## Selected passage

In the video I cover how the AC waveform is conditioned into DC and how to calculate true RMS when working with 1/2 rectified sin waves; which is peak voltage divided by two: (170v/2) : 85v when working with 120v AC mains.

After getting the true 1/2 rectified RMS voltage after the diode I show how Ohms law is used to calculate the light bulb wattage needed to give the mystery resistance which gives us our final 12v and 150mA to the cooling fan.

V=IR
Where “V” is the voltage drop across the light bulb (85v – 12v) = 73V
“I” is the current through the circuit ~0.150A and “R” is the resistor we need to calculate.

73v = 0.15 * R
R = 73v/0.15
R = 487ohms

We can’t use any 487ohm restore because the current through it will be 0.15A and that could get real hot!

P=IV
P=0.15A * 73V
P = 11 watts

Most small resistors are only rated at 1/4 to 1/2 watts.  You can buy some high wattage resistors but then you’re not using scrap.

But I happen to know that 487ohms is real close to some incandescent light bulbs when powered off 120v AC.  And there will be no issue with a light bulb taking 11 watts.

To calculate the resistance of some light bulbs just run their ratings through the same equations as above.
Let’s do 100W, 60W, 40W and 25W bulbs.

100W bulb:
P=IV
100W = I * 120V
Solve for I:
I = 100W/120v
I = 0.833A

Now lets find its resistance when driven at this normal 120v AC.

## Task directions
Write out, word for word, the part of the light bulb resistor calculation between "In the video" and "the cooling fan.", inclusive.

## Given material
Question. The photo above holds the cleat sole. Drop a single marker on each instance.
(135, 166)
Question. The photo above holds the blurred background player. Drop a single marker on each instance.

## Result below
In the video I cover how the AC waveform is conditioned into DC and how to calculate true RMS when working with 1/2 rectified sin waves; which is peak voltage divided by two: (170v/2) : 85v when working with 120v AC mains.

After getting the true 1/2 rectified RMS voltage after the diode I show how Ohms law is used to calculate the light bulb wattage needed to give the mystery resistance which gives us our final 12v and 150mA to the cooling fan.